_EXERCISE PROMPT_
Could you copy out every line of the listing below with nothing changed?

_MATERIALS PROVIDED_

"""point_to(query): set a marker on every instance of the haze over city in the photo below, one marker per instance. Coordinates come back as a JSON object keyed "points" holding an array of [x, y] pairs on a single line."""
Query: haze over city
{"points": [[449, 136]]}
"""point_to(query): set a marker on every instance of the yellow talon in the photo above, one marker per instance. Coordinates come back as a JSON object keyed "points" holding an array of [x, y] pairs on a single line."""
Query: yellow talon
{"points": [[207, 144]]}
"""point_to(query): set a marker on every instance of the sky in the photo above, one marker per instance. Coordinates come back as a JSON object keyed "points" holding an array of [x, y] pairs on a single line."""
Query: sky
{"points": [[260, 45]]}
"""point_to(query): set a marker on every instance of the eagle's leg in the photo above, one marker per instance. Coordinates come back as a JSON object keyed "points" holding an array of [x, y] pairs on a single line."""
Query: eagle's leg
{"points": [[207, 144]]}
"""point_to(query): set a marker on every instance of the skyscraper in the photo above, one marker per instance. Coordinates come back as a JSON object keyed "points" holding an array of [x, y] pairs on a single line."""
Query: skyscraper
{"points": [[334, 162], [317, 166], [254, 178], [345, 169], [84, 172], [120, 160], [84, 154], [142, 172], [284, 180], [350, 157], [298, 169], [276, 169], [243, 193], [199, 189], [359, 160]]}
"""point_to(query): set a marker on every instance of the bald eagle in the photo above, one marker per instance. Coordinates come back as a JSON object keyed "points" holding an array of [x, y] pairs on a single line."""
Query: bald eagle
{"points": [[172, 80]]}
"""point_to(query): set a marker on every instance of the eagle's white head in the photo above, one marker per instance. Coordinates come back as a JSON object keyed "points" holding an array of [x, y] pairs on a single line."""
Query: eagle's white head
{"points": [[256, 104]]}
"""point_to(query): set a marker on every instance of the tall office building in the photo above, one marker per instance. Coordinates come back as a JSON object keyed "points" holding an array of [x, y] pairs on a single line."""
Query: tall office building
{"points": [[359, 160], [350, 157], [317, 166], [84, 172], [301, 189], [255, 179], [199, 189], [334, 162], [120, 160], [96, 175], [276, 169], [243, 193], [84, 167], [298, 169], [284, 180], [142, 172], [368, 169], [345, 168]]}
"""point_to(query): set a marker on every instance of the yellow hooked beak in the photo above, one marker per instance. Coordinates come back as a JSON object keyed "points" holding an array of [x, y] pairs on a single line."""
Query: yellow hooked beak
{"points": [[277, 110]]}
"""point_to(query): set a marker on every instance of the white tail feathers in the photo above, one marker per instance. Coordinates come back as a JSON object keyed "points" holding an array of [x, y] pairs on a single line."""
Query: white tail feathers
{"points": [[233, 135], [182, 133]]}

_SOLUTION TO THE EXERCISE_
"""point_to(query): set a marker on every instance of the haze over city in the photo below, one marker per instance. Coordinates come back as a JSON object keyed "points" holding an array of [x, y] pairs on a single line."""
Query: haze over city
{"points": [[449, 136]]}
"""point_to(query): set a marker on every instance of the yellow talon in the photo above, one marker per instance. Coordinates come back as a JSON object keyed "points" holding an array of [x, y] pairs on a single line."""
Query: yellow talon
{"points": [[207, 144]]}
"""point_to(query): set a marker on every instance of the sky in the photo above, one marker per instance. Coordinates come back as a JSON object keyed "points" holding an array of [x, y] pairs on a single line."""
Query: sky
{"points": [[260, 45]]}
"""point_to(query): set a marker on every instance of the eagle's leg in the photo above, one marker per instance. Coordinates come back as a JSON object keyed "points" holding an array of [x, y] pairs on a single line."""
Query: eagle's leg
{"points": [[207, 144]]}
"""point_to(query): set a marker on every instance of the skyscraper in the photo above, one marker per instance. Coordinates come back as a JSON object keyed "points" holding an array of [x, y] pairs on a single line."""
Query: skyscraper
{"points": [[334, 162], [317, 166], [254, 178], [345, 169], [84, 172], [120, 160], [84, 154], [142, 172], [284, 180], [350, 157], [298, 169], [276, 169], [243, 193], [199, 189], [359, 160]]}
"""point_to(query): set a marker on every instance of the bald eagle in the photo above, one marker per instance. Coordinates come back as a JSON object keyed "points" holding an array of [x, y] pairs on a single line."""
Query: bald eagle
{"points": [[172, 80]]}
"""point_to(query): set a marker on every instance of the eagle's white head in the photo above, one marker per instance. Coordinates come back as a JSON object keyed "points" holding an array of [x, y] pairs on a single line."""
Query: eagle's white head
{"points": [[256, 104]]}
"""point_to(query): set a marker on every instance of the tall office building in the photo above, one marker per instance. Coordinates come back as a JSON object keyed "points" holding an array of [x, y] pairs on a single line."""
Query: tall office building
{"points": [[359, 160], [350, 157], [317, 166], [84, 172], [301, 189], [255, 179], [199, 189], [334, 162], [120, 160], [96, 175], [276, 169], [243, 193], [84, 167], [298, 169], [284, 180], [142, 172], [368, 169], [345, 168]]}
"""point_to(query): set a marker on every instance of the yellow hooked beak in the photo above, one marker per instance. Coordinates come back as a JSON object keyed "points" holding an array of [x, y] pairs on a single line."""
Query: yellow hooked beak
{"points": [[277, 110]]}
"""point_to(query): set a marker on every instance of the white tail feathers in the photo above, one marker per instance. Coordinates come back as a JSON object keyed "points" holding an array of [x, y] pairs on a single line."""
Query: white tail feathers
{"points": [[233, 135], [182, 133]]}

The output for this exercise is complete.